→ **YOUR GOAL**
Below are some entries. Copy each line in them that holds "serrated".

→ **SOURCE MATERIAL**
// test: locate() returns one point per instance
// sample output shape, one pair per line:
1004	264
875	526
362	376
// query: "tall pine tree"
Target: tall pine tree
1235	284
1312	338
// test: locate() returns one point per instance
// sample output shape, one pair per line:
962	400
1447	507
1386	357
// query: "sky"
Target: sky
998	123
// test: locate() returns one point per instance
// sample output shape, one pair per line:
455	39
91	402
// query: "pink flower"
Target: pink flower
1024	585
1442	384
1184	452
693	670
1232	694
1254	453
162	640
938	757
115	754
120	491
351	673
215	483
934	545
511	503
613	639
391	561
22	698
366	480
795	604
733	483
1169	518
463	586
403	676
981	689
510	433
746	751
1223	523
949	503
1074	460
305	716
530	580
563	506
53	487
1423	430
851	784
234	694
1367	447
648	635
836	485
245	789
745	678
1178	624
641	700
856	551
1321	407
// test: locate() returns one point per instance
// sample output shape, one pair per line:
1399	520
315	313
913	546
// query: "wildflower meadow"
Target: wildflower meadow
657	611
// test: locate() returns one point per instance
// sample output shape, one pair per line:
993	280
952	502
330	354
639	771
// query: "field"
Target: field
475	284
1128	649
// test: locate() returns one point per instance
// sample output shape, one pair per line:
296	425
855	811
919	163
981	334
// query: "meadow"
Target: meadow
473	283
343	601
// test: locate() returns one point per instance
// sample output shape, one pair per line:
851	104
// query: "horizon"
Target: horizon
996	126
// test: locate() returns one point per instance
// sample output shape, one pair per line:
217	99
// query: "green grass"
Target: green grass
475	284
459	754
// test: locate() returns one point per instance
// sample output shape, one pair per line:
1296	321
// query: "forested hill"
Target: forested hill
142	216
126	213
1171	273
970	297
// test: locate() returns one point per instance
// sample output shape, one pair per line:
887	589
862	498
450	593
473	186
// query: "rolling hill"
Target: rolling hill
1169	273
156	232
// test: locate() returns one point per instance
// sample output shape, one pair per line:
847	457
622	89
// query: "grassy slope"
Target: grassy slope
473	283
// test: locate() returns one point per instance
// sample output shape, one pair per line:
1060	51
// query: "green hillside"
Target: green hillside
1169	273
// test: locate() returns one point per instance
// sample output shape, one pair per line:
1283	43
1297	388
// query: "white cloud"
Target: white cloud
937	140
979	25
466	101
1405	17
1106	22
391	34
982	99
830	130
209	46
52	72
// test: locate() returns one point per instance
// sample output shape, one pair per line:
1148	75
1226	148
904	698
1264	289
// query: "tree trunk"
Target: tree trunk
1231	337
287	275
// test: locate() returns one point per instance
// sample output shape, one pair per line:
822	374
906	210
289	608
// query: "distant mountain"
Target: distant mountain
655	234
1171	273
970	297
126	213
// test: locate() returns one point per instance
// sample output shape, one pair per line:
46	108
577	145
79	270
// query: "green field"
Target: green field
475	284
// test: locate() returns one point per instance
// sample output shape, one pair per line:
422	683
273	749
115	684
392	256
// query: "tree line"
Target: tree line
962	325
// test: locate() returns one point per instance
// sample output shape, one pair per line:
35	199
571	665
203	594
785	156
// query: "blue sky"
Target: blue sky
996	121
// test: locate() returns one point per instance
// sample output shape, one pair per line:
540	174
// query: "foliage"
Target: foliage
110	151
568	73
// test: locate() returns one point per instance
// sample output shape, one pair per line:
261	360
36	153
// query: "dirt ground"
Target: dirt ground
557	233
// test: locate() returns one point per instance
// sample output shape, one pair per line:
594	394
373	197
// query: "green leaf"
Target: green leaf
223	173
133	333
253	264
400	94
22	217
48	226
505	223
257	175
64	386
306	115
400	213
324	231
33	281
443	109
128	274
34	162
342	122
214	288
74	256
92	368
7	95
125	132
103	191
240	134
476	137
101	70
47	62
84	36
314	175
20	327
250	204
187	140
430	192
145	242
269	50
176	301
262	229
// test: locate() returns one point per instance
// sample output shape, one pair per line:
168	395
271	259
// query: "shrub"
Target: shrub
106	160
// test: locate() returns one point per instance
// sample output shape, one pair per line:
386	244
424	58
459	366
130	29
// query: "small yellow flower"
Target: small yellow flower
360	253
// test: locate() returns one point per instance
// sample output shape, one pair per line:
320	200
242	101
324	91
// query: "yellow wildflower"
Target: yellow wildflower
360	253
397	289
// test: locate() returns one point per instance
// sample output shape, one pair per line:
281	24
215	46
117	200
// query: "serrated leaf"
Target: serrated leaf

→ **WRITTEN SOLUTION**
// query: "serrated leaf"
Target: serrated leaf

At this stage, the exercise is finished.